* [Stored entries]
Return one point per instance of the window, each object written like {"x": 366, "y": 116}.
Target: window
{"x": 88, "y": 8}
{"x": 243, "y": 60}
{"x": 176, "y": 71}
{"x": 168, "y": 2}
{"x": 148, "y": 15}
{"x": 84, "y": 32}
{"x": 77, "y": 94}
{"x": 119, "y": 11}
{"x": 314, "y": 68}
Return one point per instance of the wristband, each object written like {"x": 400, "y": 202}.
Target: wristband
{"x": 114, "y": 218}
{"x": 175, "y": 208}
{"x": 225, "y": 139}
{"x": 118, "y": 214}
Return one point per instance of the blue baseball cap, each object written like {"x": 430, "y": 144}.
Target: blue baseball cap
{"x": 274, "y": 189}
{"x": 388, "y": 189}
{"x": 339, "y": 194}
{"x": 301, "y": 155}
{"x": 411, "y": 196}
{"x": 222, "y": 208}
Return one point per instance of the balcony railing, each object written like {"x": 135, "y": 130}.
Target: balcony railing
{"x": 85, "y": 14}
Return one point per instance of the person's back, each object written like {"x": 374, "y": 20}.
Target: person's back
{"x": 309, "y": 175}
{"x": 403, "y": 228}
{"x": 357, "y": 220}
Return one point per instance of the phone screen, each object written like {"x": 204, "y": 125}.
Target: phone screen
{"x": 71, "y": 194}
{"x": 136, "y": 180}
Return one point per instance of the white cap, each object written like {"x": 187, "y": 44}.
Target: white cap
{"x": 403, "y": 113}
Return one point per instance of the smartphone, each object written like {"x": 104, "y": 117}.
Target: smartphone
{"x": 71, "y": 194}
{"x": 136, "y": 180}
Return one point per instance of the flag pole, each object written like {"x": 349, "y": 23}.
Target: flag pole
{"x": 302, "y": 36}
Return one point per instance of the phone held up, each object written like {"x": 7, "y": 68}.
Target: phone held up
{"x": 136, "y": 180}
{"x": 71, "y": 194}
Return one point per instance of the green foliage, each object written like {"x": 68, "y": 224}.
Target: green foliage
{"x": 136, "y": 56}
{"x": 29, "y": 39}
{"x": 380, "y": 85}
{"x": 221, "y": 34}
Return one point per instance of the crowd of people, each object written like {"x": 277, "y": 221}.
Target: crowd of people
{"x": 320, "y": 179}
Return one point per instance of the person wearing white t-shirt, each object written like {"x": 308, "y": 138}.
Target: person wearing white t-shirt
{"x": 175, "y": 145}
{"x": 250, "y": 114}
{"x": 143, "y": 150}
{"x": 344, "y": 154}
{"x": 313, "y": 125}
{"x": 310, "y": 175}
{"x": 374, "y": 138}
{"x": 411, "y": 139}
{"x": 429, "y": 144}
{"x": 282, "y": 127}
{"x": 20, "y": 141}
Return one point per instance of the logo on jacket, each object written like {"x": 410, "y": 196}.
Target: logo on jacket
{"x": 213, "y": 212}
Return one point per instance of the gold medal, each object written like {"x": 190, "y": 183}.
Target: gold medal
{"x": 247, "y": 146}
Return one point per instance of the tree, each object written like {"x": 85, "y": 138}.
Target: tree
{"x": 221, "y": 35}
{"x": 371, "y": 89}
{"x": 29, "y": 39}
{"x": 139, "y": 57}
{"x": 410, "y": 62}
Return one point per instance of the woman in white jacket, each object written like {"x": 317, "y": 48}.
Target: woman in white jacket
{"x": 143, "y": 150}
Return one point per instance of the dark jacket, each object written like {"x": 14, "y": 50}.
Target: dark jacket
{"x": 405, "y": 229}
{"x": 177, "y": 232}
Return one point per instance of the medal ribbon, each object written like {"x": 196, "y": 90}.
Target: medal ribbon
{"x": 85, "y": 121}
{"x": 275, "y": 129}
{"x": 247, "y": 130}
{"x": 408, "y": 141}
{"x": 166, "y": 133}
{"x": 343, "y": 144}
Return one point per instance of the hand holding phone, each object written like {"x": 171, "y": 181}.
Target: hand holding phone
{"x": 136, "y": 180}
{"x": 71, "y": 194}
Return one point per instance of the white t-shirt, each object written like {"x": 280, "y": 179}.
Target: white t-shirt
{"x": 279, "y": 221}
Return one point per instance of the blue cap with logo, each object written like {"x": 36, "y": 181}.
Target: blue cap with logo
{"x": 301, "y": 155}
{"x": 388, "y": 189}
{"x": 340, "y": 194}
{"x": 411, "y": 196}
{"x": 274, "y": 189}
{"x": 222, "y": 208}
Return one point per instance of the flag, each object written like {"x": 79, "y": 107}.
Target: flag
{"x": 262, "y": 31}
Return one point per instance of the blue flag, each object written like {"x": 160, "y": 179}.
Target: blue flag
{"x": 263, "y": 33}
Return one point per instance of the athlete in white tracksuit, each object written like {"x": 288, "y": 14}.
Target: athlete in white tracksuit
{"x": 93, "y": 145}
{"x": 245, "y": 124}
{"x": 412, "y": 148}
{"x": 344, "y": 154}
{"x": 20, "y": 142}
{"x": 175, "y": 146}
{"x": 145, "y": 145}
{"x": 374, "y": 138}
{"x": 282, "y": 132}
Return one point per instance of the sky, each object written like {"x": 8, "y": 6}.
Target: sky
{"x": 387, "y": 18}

* [Work instruction]
Start with the line above that contains "Target: phone held up" and end with the line that contains "Return one point per instance of the tree, each". Write out those lines exactly, and only those.

* [Task response]
Target: phone held up
{"x": 136, "y": 180}
{"x": 71, "y": 194}
Return one point per instance of the green foliage, each object written like {"x": 68, "y": 224}.
Target: green foliage
{"x": 136, "y": 56}
{"x": 29, "y": 39}
{"x": 380, "y": 85}
{"x": 221, "y": 34}
Return one point per instance of the crowd of people, each object written like {"x": 277, "y": 221}.
Target: crowd of people
{"x": 320, "y": 179}
Return one point per instance of the person wearing white t-shirt, each object written like {"x": 308, "y": 138}.
Target: person wearing white t-shirt
{"x": 175, "y": 145}
{"x": 250, "y": 114}
{"x": 143, "y": 150}
{"x": 344, "y": 154}
{"x": 313, "y": 125}
{"x": 310, "y": 175}
{"x": 374, "y": 138}
{"x": 411, "y": 139}
{"x": 429, "y": 144}
{"x": 282, "y": 127}
{"x": 20, "y": 141}
Return one point per instance of the logo on jacket, each object written like {"x": 410, "y": 196}.
Target: logo on jacket
{"x": 213, "y": 212}
Return one point per instance of the gold medal, each object written like {"x": 190, "y": 183}.
Target: gold medal
{"x": 247, "y": 146}
Return one point per instance of the tree, each object written like {"x": 85, "y": 138}.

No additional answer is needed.